- _What this task involves_
Please count how many lines in the rows below contain the string "glass", and reply with that number alone.

- _Records to process_
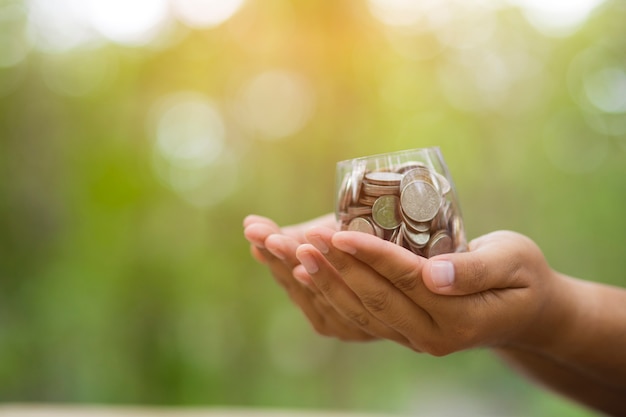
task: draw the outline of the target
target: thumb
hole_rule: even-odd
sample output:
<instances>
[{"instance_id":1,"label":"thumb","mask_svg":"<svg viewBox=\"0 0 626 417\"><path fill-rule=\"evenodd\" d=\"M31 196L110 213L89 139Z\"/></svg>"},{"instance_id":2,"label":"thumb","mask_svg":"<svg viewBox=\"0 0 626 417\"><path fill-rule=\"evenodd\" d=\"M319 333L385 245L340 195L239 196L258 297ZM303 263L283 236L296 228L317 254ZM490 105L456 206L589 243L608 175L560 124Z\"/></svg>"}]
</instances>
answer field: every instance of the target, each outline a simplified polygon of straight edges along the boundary
<instances>
[{"instance_id":1,"label":"thumb","mask_svg":"<svg viewBox=\"0 0 626 417\"><path fill-rule=\"evenodd\" d=\"M444 295L475 294L492 289L523 288L528 274L521 273L537 250L526 237L494 232L473 240L469 252L428 259L422 270L426 287Z\"/></svg>"}]
</instances>

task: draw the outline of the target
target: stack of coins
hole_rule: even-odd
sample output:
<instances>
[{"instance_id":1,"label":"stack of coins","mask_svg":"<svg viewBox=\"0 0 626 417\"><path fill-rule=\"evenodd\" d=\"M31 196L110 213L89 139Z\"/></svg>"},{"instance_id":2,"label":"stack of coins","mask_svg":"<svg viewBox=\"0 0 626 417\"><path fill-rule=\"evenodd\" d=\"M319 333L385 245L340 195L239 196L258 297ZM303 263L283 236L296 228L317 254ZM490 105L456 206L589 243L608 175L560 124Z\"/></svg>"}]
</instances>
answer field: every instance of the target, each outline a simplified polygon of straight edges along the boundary
<instances>
[{"instance_id":1,"label":"stack of coins","mask_svg":"<svg viewBox=\"0 0 626 417\"><path fill-rule=\"evenodd\" d=\"M432 257L464 242L448 179L420 162L346 174L338 195L341 230L369 233Z\"/></svg>"}]
</instances>

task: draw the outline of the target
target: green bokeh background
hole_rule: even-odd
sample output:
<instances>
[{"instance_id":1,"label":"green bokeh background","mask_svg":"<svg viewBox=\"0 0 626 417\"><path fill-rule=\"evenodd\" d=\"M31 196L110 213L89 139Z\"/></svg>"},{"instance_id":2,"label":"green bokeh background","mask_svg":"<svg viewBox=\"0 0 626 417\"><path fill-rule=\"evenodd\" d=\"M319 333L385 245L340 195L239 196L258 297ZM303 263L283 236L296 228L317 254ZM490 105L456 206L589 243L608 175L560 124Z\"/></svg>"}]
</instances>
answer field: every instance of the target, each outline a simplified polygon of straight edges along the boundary
<instances>
[{"instance_id":1,"label":"green bokeh background","mask_svg":"<svg viewBox=\"0 0 626 417\"><path fill-rule=\"evenodd\" d=\"M443 29L386 27L364 1L249 0L160 43L32 45L0 67L0 401L593 415L487 351L318 336L249 256L242 219L332 210L338 160L439 146L470 239L516 230L559 271L625 284L626 107L585 99L590 79L605 102L626 97L624 3L568 36L516 7L445 4L468 17L445 30L472 39L487 19L490 36L454 47ZM4 54L26 6L0 2ZM602 84L606 68L621 84ZM238 110L246 83L276 69L314 97L283 137ZM188 167L200 185L184 192L162 175L181 168L159 156L152 116L181 91L225 126L220 162Z\"/></svg>"}]
</instances>

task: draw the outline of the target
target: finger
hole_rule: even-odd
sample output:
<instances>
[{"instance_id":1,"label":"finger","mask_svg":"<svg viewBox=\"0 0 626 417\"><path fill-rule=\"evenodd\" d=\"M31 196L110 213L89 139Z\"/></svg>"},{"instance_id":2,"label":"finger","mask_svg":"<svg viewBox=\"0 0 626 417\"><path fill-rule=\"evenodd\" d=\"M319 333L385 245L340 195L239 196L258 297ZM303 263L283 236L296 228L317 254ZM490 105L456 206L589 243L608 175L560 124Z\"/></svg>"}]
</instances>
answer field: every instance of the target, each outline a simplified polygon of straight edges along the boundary
<instances>
[{"instance_id":1,"label":"finger","mask_svg":"<svg viewBox=\"0 0 626 417\"><path fill-rule=\"evenodd\" d=\"M264 223L252 223L243 229L243 235L248 242L262 249L265 248L265 239L278 232L274 227Z\"/></svg>"},{"instance_id":2,"label":"finger","mask_svg":"<svg viewBox=\"0 0 626 417\"><path fill-rule=\"evenodd\" d=\"M434 293L476 294L492 289L526 288L528 265L543 259L536 245L513 232L494 232L470 242L469 252L439 255L427 261L423 280Z\"/></svg>"},{"instance_id":3,"label":"finger","mask_svg":"<svg viewBox=\"0 0 626 417\"><path fill-rule=\"evenodd\" d=\"M315 219L309 220L304 223L285 226L283 227L283 233L293 236L299 242L305 242L304 233L311 227L326 227L335 230L337 228L337 220L333 213L325 214Z\"/></svg>"},{"instance_id":4,"label":"finger","mask_svg":"<svg viewBox=\"0 0 626 417\"><path fill-rule=\"evenodd\" d=\"M296 248L299 243L295 239L272 233L265 238L264 244L265 248L272 255L283 261L289 269L293 269L300 263L298 258L296 258Z\"/></svg>"},{"instance_id":5,"label":"finger","mask_svg":"<svg viewBox=\"0 0 626 417\"><path fill-rule=\"evenodd\" d=\"M424 258L394 243L360 232L337 232L331 243L366 263L411 299L423 298L421 272Z\"/></svg>"},{"instance_id":6,"label":"finger","mask_svg":"<svg viewBox=\"0 0 626 417\"><path fill-rule=\"evenodd\" d=\"M300 245L296 255L315 286L339 314L369 334L408 346L406 337L381 323L344 282L325 256L311 244Z\"/></svg>"},{"instance_id":7,"label":"finger","mask_svg":"<svg viewBox=\"0 0 626 417\"><path fill-rule=\"evenodd\" d=\"M276 231L280 230L280 227L270 218L259 216L257 214L250 214L243 219L243 227L246 228L251 224L261 223L274 228Z\"/></svg>"},{"instance_id":8,"label":"finger","mask_svg":"<svg viewBox=\"0 0 626 417\"><path fill-rule=\"evenodd\" d=\"M250 245L250 254L259 263L267 264L268 254L267 251L260 249L254 245Z\"/></svg>"}]
</instances>

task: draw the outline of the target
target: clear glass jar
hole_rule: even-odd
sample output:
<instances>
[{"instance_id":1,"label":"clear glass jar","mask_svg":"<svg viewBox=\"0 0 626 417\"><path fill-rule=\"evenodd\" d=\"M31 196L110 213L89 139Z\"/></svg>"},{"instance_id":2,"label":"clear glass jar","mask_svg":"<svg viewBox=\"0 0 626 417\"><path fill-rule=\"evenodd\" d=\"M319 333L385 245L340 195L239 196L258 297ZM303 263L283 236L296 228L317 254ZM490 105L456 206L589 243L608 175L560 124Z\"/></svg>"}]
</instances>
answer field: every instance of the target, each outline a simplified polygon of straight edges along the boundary
<instances>
[{"instance_id":1,"label":"clear glass jar","mask_svg":"<svg viewBox=\"0 0 626 417\"><path fill-rule=\"evenodd\" d=\"M438 147L340 161L335 196L341 230L427 258L467 250L456 188Z\"/></svg>"}]
</instances>

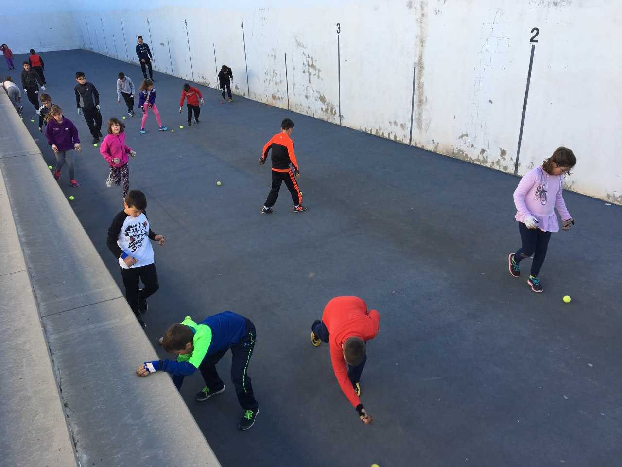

- _Final result_
3